Instructions for the task
Write each entry down again precisely, skipping nothing.

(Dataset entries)
+ + + + + + +

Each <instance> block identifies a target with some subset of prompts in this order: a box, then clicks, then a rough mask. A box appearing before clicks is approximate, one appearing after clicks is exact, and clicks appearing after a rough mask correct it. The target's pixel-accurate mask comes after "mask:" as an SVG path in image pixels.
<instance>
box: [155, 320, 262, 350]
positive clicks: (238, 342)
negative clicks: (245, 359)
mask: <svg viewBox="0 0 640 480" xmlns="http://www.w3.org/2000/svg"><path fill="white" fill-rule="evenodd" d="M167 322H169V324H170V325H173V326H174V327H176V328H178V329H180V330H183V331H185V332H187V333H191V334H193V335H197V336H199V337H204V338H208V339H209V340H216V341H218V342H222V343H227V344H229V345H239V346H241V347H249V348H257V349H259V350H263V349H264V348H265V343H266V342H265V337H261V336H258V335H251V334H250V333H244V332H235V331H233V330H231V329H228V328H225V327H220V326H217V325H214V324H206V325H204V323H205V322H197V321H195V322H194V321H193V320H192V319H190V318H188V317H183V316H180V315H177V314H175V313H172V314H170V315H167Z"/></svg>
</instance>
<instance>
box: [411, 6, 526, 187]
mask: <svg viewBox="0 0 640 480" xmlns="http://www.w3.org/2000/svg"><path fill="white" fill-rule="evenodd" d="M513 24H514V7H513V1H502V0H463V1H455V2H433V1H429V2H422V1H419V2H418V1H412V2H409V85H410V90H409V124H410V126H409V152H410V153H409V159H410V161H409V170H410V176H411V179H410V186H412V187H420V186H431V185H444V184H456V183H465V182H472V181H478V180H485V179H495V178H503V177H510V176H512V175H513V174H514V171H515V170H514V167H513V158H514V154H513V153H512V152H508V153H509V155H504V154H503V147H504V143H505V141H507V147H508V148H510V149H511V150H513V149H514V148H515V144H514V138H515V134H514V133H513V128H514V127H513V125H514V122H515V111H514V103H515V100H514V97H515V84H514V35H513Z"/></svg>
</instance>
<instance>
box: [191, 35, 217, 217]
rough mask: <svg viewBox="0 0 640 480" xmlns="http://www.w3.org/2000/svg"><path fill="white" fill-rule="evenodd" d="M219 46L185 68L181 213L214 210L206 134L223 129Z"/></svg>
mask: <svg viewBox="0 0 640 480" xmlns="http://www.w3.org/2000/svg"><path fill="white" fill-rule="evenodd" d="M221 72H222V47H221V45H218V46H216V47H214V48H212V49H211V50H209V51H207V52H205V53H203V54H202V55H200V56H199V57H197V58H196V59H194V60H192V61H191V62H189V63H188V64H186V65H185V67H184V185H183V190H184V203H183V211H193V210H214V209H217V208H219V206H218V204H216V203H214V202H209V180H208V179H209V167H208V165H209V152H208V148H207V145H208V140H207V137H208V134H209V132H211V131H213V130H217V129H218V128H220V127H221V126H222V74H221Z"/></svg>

+ + + + + + +

Task solution
Each <instance> block identifies a target with some subset of prompts in this order: a box, then clicks, then a rough mask. A box appearing before clicks is approximate, one appearing after clicks is exact, and clicks appearing after a rough mask correct it. The target's pixel-accurate mask comes after "mask:" as an SVG path in image pixels.
<instance>
box: [155, 320, 262, 350]
positive clicks: (238, 342)
negative clicks: (245, 359)
mask: <svg viewBox="0 0 640 480" xmlns="http://www.w3.org/2000/svg"><path fill="white" fill-rule="evenodd" d="M167 322H169V324H170V325H173V326H174V327H176V328H178V329H180V330H183V331H185V332H187V333H191V334H193V335H197V336H199V337H204V338H208V339H209V340H216V341H218V342H222V343H227V344H229V345H239V346H241V347H249V348H257V349H259V350H263V349H264V348H265V343H266V342H265V337H261V336H258V335H251V334H250V333H244V332H235V331H233V330H231V329H228V328H225V327H220V326H217V325H214V324H206V325H204V323H205V322H197V321H195V322H194V321H193V320H192V319H190V318H188V317H183V316H180V315H177V314H175V313H172V314H170V315H167Z"/></svg>
</instance>
<instance>
box: [411, 6, 526, 187]
mask: <svg viewBox="0 0 640 480" xmlns="http://www.w3.org/2000/svg"><path fill="white" fill-rule="evenodd" d="M513 24H514V7H513V1H502V0H463V1H455V2H433V1H429V2H422V1H419V2H418V1H412V2H409V85H410V90H409V124H410V126H409V152H410V153H409V159H410V161H409V170H410V176H411V179H410V186H412V187H420V186H431V185H444V184H456V183H465V182H472V181H478V180H485V179H495V178H503V177H510V176H512V175H513V174H514V171H515V170H514V167H513V158H514V154H513V153H512V152H508V153H509V155H504V154H503V147H504V143H505V141H507V147H508V148H510V149H511V150H513V149H514V148H515V144H514V138H515V134H514V133H513V128H514V127H513V125H514V122H515V111H514V103H515V100H514V97H515V84H514V35H513Z"/></svg>
</instance>
<instance>
box: [191, 35, 217, 217]
rough mask: <svg viewBox="0 0 640 480" xmlns="http://www.w3.org/2000/svg"><path fill="white" fill-rule="evenodd" d="M219 46L185 68L181 213L214 210L206 134L223 129Z"/></svg>
mask: <svg viewBox="0 0 640 480" xmlns="http://www.w3.org/2000/svg"><path fill="white" fill-rule="evenodd" d="M221 72H222V47H221V45H218V46H216V47H214V48H212V49H211V50H209V51H207V52H205V53H203V54H202V55H200V56H199V57H197V58H196V59H194V60H192V61H191V62H189V63H188V64H186V65H185V67H184V185H183V190H184V203H183V211H193V210H214V209H217V208H219V206H218V204H216V203H214V202H209V180H208V179H209V167H208V165H209V152H208V148H207V145H208V140H207V137H208V134H209V132H211V131H213V130H217V129H218V128H220V127H221V126H222V74H221Z"/></svg>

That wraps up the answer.